TASK: Could you copy the records below exactly, keeping none of the images?

Records from a collection:
>>>>
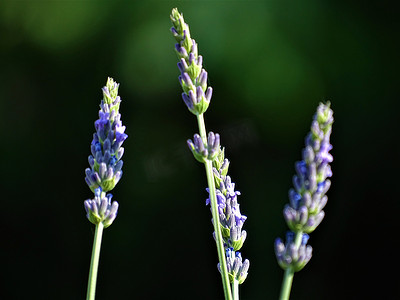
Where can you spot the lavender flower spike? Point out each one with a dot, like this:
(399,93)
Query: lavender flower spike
(105,161)
(193,78)
(307,199)
(231,219)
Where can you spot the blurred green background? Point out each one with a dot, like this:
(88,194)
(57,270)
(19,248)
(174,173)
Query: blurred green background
(270,64)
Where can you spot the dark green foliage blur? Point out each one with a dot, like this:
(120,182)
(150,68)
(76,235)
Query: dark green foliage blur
(270,64)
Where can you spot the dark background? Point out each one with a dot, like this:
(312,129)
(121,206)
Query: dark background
(270,64)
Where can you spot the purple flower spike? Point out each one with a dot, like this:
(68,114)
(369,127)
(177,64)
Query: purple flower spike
(106,145)
(105,161)
(304,212)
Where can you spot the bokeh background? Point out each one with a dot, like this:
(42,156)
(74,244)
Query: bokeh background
(270,64)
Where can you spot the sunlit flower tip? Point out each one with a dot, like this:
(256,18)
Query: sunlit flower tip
(105,161)
(101,209)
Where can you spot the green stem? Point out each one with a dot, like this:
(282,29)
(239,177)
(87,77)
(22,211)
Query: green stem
(289,273)
(94,263)
(235,289)
(215,214)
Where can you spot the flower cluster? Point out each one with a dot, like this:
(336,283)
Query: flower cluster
(202,152)
(105,161)
(231,219)
(307,199)
(291,255)
(101,209)
(193,78)
(237,269)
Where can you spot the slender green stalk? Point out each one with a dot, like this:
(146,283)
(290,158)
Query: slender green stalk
(235,289)
(94,263)
(289,273)
(215,215)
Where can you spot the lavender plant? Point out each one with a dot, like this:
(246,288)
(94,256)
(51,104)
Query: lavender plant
(226,217)
(104,173)
(307,199)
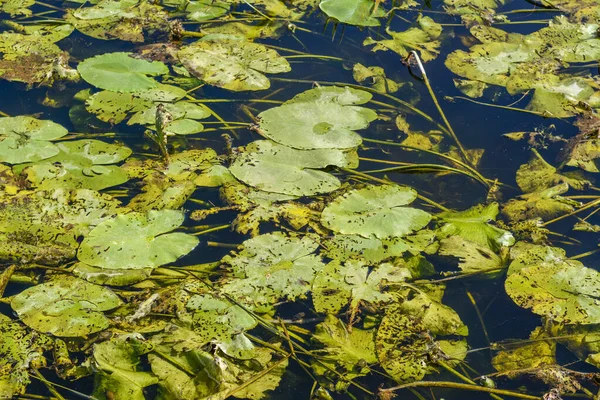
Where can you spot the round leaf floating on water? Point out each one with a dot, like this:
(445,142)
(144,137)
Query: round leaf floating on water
(81,164)
(352,12)
(233,64)
(26,139)
(375,211)
(322,123)
(137,240)
(65,307)
(121,73)
(564,290)
(275,168)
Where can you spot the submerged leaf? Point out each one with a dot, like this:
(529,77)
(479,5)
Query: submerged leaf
(271,167)
(232,64)
(80,164)
(327,122)
(26,139)
(375,212)
(19,350)
(137,240)
(116,363)
(474,225)
(272,267)
(564,290)
(65,307)
(422,39)
(352,12)
(119,72)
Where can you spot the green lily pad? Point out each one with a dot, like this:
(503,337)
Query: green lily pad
(272,267)
(20,350)
(353,283)
(422,39)
(223,323)
(565,290)
(35,58)
(117,367)
(375,212)
(352,12)
(26,139)
(114,107)
(16,7)
(347,351)
(119,19)
(472,257)
(137,241)
(372,250)
(110,277)
(271,167)
(232,64)
(119,72)
(80,164)
(538,175)
(65,307)
(43,227)
(535,354)
(474,225)
(325,123)
(546,204)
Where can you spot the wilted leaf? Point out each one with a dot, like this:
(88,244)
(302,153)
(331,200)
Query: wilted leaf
(375,212)
(65,307)
(272,267)
(119,72)
(275,168)
(327,122)
(26,139)
(232,64)
(137,240)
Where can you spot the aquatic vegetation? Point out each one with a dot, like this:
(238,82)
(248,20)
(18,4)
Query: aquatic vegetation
(195,204)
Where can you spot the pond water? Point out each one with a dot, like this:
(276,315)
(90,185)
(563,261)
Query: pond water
(306,199)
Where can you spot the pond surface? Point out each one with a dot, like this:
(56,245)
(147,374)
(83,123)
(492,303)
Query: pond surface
(307,199)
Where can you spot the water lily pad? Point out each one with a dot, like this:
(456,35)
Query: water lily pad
(353,283)
(352,12)
(546,204)
(538,175)
(119,72)
(117,367)
(26,139)
(474,225)
(272,267)
(44,226)
(20,349)
(65,307)
(136,240)
(422,39)
(565,290)
(321,124)
(271,167)
(119,19)
(34,59)
(375,211)
(232,64)
(80,164)
(349,352)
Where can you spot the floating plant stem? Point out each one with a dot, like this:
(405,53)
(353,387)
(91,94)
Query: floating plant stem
(461,149)
(454,385)
(388,182)
(452,98)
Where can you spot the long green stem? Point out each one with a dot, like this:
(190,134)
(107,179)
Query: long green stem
(461,149)
(387,182)
(463,386)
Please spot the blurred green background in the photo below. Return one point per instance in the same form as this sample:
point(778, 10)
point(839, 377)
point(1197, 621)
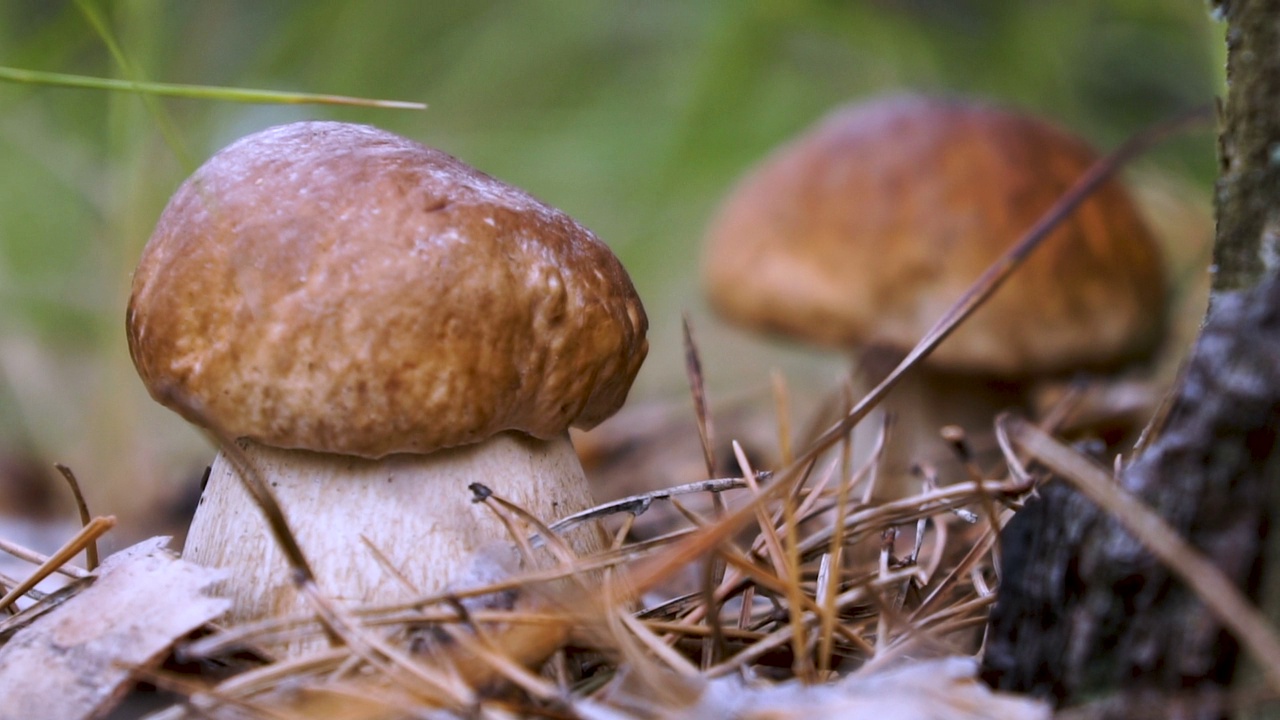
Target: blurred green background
point(632, 117)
<<<<
ANSWER SECTION:
Where can you spot the lavender flower spike? Point out each one with a dot, like this:
(399,93)
Query: lavender flower spike
(105,161)
(193,78)
(307,199)
(231,219)
Where can you spot the blurred green background? Point out each one with a dot, like this:
(88,194)
(57,270)
(19,248)
(174,173)
Query: blurred green background
(270,64)
Where can you spot the dark green foliage blur? Point out each one with a dot, like this:
(120,182)
(150,68)
(76,235)
Query: dark green foliage blur
(270,64)
Where can you spot the dark background? Point out each one with a dot, like this:
(312,129)
(121,206)
Query: dark background
(270,64)
Where can you spot the purple flower spike? Point out each one with a dot, like this:
(68,114)
(369,127)
(177,64)
Query: purple flower spike
(106,145)
(105,161)
(304,212)
Where can you spot the bokeh background? Point out each one with a dot, like this:
(42,156)
(74,244)
Query: bokeh background
(270,64)
Where can you spot the sunlit flower tip? Point out each one with a dot, like this:
(256,18)
Query: sunlit flower tip
(105,161)
(101,209)
Where can you spot the green stem? Point out each one with a dot, like this:
(282,29)
(239,177)
(87,77)
(22,211)
Query: green stem
(289,273)
(94,263)
(235,289)
(215,214)
Where can you spot the flower cluster? Point out each one with a dot, like this:
(336,283)
Query: flower cluster
(202,152)
(105,161)
(231,219)
(307,199)
(291,255)
(101,209)
(193,78)
(237,269)
Where can you spot the slender green stalk? Point out each one with a dot, like this:
(146,283)
(290,158)
Query: slender green stalk
(235,289)
(94,263)
(289,273)
(215,215)
Where can you spot the lavender plant? Point out each one with a dot, like this:
(246,288)
(94,256)
(51,104)
Query: lavender plant
(226,217)
(104,173)
(307,199)
Where can you spot the round leaf floating on water? Point out each one with a dot, like this:
(445,142)
(144,137)
Query: round leaf floating on water
(81,164)
(352,12)
(233,64)
(26,139)
(375,211)
(322,123)
(137,240)
(65,307)
(121,73)
(564,290)
(275,168)
Where can you spot the submerged leaf? Point out each one with a dot, like this:
(529,77)
(479,5)
Query: submerged leaf
(271,167)
(232,64)
(80,164)
(327,122)
(26,139)
(375,212)
(19,350)
(137,240)
(116,363)
(474,225)
(272,267)
(564,290)
(65,307)
(422,39)
(352,12)
(119,72)
Where can you spot the green lily pad? Point out each one with a dot, like this:
(503,337)
Query: green lily pad
(272,267)
(20,350)
(353,283)
(422,39)
(223,323)
(565,290)
(35,58)
(117,367)
(375,212)
(352,12)
(26,139)
(114,107)
(16,7)
(347,351)
(119,19)
(472,257)
(137,241)
(372,250)
(110,277)
(271,167)
(232,64)
(119,72)
(80,164)
(538,175)
(65,307)
(43,227)
(535,354)
(474,225)
(325,123)
(546,204)
Where can you spot the wilted leaf? Point out each one with a dot, like this:
(88,244)
(302,153)
(331,200)
Query: wilted leaf
(375,212)
(65,307)
(272,267)
(119,72)
(275,168)
(327,122)
(26,139)
(232,64)
(137,240)
Where can you spot the aquatic vegetation? Point out each one with a dot, like this:
(238,82)
(248,20)
(18,4)
Query: aquatic vegetation
(195,204)
Where can you spot the pond water? Point out each one with a dot, like this:
(276,315)
(90,185)
(563,261)
Query: pond water
(306,199)
Where can you spot the pond surface? Point out each one with a dot, like this:
(56,245)
(147,374)
(83,123)
(492,303)
Query: pond surface
(307,199)
Where can you spot the water lily pad? Point out each one with a dot, like this:
(456,35)
Query: water lily pad
(353,283)
(352,12)
(546,204)
(538,175)
(119,72)
(117,367)
(26,139)
(474,225)
(272,267)
(44,226)
(20,349)
(65,307)
(136,240)
(422,39)
(565,290)
(321,124)
(271,167)
(119,19)
(34,59)
(375,211)
(232,64)
(80,164)
(349,352)
Where can you spot the floating plant stem? Point out each one with a dot, like this:
(405,53)
(353,387)
(91,94)
Query: floating plant stem
(461,149)
(454,385)
(388,182)
(452,98)
Where can you spot the long green stem? Point out each one with a dot, like this:
(190,134)
(107,179)
Query: long green stem
(461,149)
(387,182)
(463,386)
Please spot the blurred green background in the photo below. Return one point per instance in the same form as this sample:
point(778, 10)
point(839, 377)
point(1197, 621)
Target: blurred green background
point(632, 117)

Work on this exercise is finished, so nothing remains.